# Problem requirements:
Find every line in the listing below that contains the word "window", counting only matches with the same case, and copy each of those lines in full.

>> start Excerpted data

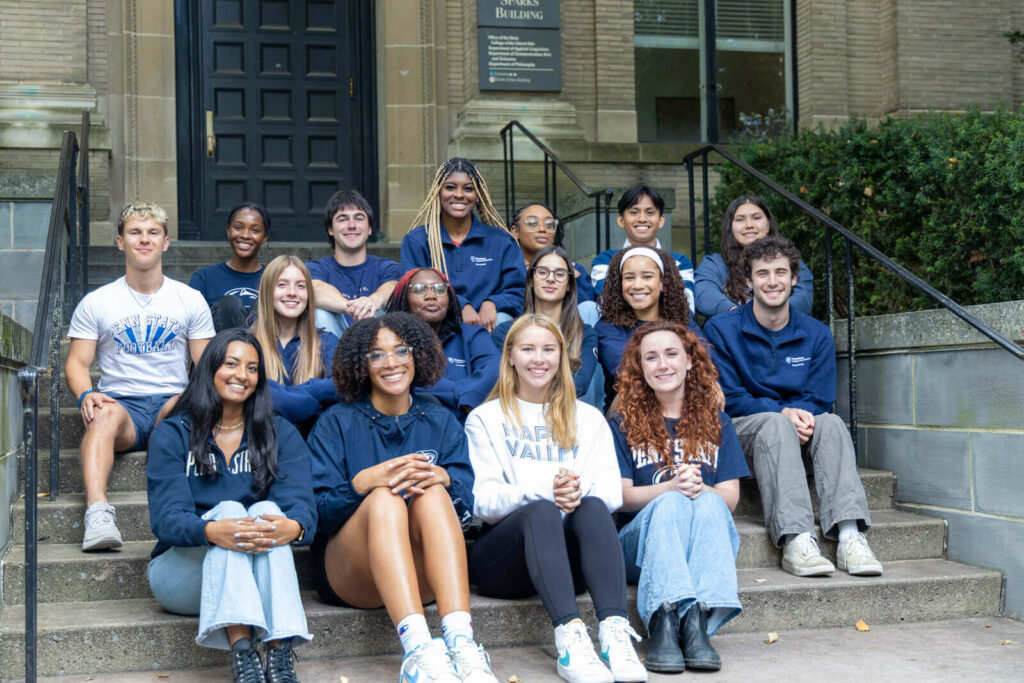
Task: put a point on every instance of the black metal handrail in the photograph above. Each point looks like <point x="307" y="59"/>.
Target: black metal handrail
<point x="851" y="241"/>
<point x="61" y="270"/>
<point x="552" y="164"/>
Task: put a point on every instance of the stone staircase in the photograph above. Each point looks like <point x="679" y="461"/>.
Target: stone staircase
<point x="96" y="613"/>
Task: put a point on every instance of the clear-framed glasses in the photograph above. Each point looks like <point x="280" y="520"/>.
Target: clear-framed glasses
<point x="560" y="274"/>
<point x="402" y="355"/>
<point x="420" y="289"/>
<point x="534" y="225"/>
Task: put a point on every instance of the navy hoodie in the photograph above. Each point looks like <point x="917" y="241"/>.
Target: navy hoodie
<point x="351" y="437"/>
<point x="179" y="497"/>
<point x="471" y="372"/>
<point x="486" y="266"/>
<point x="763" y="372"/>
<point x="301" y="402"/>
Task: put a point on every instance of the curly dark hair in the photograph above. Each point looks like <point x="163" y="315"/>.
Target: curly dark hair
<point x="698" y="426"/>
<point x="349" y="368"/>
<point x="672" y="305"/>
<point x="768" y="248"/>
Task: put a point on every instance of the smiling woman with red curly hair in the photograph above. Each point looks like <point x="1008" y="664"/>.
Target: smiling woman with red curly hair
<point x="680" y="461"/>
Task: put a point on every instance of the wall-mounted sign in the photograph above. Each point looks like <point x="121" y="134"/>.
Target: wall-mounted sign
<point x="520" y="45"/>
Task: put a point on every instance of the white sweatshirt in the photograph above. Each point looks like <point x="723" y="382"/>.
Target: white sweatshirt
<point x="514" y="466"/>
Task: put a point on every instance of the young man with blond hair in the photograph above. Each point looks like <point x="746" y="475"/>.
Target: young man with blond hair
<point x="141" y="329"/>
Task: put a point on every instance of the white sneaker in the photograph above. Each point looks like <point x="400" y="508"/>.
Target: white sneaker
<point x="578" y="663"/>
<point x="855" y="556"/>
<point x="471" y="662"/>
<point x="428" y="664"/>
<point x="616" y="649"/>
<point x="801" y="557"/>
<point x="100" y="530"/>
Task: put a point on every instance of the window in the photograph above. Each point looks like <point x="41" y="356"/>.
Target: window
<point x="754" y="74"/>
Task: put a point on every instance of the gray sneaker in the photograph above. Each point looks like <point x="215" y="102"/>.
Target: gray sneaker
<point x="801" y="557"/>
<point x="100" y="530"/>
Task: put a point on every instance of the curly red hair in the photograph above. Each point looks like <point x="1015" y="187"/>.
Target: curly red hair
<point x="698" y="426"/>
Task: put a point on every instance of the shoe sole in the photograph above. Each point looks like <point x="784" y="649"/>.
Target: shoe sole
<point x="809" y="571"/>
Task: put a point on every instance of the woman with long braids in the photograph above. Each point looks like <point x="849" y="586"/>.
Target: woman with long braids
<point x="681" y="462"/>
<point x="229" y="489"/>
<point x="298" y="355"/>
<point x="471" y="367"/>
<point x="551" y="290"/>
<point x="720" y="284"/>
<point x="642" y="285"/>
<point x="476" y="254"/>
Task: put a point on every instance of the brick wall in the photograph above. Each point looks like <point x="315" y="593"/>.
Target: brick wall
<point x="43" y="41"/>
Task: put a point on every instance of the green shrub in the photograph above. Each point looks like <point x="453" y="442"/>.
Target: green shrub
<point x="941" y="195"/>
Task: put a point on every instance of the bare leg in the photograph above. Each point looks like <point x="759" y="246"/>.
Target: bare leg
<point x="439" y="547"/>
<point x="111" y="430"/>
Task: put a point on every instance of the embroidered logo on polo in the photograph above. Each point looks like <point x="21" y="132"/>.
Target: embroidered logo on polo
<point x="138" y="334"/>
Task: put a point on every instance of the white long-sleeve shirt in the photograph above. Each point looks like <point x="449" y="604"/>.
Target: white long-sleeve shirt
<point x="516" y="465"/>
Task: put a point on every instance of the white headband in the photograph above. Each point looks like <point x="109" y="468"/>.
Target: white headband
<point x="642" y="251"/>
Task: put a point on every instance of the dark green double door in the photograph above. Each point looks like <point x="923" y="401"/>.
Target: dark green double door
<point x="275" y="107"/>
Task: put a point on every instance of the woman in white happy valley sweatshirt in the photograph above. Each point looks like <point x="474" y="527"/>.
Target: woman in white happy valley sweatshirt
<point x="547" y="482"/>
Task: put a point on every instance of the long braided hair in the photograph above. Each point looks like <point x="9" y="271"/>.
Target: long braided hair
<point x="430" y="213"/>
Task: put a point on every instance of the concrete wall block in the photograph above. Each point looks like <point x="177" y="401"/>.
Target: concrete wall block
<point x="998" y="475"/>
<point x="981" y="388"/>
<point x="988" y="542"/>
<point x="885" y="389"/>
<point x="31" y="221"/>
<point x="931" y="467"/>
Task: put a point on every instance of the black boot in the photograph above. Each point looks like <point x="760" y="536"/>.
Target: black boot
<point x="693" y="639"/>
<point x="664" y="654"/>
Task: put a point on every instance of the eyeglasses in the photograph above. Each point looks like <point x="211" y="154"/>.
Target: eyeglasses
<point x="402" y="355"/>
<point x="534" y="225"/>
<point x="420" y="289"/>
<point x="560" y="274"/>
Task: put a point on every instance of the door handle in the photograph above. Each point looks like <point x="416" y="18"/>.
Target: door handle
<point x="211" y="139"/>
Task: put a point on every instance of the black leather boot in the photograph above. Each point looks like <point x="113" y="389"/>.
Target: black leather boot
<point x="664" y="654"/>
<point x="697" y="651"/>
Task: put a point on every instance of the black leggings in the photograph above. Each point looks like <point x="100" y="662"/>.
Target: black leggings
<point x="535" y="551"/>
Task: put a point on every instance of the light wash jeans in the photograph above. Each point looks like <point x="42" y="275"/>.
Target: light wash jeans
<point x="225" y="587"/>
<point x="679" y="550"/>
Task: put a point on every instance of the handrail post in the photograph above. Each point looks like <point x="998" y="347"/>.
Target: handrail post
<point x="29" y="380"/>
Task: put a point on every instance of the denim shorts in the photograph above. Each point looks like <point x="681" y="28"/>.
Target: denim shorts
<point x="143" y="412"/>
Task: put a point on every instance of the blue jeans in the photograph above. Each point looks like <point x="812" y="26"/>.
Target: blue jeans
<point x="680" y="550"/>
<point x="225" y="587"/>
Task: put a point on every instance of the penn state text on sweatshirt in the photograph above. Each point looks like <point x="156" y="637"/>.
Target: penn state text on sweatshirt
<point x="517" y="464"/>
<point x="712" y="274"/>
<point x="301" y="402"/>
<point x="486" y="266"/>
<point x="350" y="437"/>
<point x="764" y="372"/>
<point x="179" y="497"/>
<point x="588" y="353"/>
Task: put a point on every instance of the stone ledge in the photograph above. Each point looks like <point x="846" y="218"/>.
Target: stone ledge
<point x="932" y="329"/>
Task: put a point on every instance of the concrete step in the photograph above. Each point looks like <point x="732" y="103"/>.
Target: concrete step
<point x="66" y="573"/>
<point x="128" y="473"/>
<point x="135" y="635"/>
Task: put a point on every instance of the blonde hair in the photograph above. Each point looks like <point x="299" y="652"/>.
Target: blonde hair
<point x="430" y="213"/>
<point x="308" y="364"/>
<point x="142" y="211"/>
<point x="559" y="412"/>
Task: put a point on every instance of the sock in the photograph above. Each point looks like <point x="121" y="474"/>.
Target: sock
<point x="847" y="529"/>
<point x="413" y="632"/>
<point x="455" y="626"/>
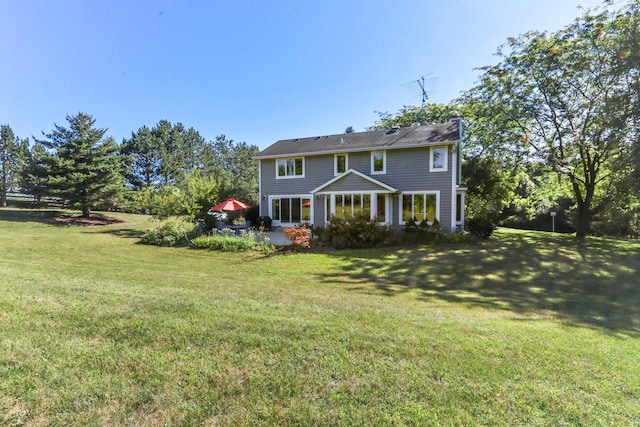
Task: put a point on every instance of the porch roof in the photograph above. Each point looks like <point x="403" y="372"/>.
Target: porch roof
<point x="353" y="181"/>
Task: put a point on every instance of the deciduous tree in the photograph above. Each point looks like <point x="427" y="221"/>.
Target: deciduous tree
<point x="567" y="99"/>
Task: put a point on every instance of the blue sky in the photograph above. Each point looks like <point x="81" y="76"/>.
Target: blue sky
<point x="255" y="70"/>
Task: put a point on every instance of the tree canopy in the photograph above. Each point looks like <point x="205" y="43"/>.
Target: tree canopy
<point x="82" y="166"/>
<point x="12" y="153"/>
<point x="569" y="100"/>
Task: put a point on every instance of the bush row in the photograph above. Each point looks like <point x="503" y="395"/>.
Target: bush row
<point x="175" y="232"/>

>> end Excerpted data
>> start Excerpted data

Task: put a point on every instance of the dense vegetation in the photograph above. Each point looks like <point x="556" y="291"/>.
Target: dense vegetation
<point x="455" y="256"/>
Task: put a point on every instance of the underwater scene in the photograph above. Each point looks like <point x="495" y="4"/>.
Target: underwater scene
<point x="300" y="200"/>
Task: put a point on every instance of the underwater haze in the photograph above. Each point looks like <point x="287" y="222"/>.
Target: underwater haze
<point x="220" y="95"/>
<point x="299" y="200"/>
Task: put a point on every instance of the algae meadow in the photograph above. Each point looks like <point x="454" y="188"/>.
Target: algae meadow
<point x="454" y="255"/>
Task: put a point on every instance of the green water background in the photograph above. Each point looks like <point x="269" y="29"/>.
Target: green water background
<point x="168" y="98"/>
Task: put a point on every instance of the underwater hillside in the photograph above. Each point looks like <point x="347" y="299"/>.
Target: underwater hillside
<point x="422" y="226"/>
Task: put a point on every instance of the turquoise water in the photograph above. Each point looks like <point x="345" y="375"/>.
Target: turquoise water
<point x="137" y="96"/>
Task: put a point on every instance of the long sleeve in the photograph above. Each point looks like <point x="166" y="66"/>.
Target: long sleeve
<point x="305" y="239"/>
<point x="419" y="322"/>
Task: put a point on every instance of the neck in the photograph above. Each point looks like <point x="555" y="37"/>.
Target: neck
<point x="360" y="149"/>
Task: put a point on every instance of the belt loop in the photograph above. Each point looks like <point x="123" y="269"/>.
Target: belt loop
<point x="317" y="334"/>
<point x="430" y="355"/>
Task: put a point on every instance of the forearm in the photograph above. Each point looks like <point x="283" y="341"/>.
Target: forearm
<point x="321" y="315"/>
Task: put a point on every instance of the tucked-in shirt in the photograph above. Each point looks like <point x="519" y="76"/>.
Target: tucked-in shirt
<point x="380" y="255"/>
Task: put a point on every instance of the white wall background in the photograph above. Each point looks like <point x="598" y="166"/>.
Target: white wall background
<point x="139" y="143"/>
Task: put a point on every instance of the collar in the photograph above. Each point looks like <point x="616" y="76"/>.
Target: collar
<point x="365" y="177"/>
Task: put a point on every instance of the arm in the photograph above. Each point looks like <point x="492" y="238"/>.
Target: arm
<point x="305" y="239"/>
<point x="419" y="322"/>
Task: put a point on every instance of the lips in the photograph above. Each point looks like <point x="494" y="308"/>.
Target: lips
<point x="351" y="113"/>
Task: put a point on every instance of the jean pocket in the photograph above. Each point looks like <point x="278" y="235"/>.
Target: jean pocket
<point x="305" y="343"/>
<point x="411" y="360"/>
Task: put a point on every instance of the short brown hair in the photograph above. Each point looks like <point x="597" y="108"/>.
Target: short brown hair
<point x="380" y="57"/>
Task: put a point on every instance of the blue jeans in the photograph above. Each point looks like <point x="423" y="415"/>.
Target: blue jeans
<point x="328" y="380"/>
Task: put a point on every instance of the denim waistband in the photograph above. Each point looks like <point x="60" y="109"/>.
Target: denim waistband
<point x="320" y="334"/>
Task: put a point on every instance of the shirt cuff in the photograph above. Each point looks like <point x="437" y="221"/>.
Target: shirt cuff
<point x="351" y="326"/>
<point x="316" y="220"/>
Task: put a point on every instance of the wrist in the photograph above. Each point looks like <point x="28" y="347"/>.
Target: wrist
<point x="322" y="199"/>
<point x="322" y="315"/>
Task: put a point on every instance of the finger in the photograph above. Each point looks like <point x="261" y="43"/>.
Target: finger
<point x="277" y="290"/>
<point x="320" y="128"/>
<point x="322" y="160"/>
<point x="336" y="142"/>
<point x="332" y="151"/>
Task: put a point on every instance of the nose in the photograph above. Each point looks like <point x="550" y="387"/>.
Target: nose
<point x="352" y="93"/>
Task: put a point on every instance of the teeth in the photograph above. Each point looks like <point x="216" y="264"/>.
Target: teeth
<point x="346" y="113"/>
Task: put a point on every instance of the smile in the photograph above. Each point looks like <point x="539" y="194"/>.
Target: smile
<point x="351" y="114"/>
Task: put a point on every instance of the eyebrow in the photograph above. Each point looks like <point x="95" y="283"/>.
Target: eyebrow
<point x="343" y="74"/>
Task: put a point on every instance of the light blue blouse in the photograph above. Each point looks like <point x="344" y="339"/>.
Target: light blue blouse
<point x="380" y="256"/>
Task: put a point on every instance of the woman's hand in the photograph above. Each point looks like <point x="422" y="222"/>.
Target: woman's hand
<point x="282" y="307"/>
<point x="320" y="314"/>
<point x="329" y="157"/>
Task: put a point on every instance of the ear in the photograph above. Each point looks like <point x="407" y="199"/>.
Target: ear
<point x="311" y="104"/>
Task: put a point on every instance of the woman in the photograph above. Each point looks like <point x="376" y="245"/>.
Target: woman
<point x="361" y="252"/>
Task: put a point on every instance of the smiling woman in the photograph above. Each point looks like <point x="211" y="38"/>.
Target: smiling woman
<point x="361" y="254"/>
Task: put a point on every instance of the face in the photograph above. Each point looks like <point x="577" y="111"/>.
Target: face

>> end Excerpted data

# Exercise solution:
Task: put a point on every instance of the window in the photograph above. Each point looks like <point x="41" y="356"/>.
Target: window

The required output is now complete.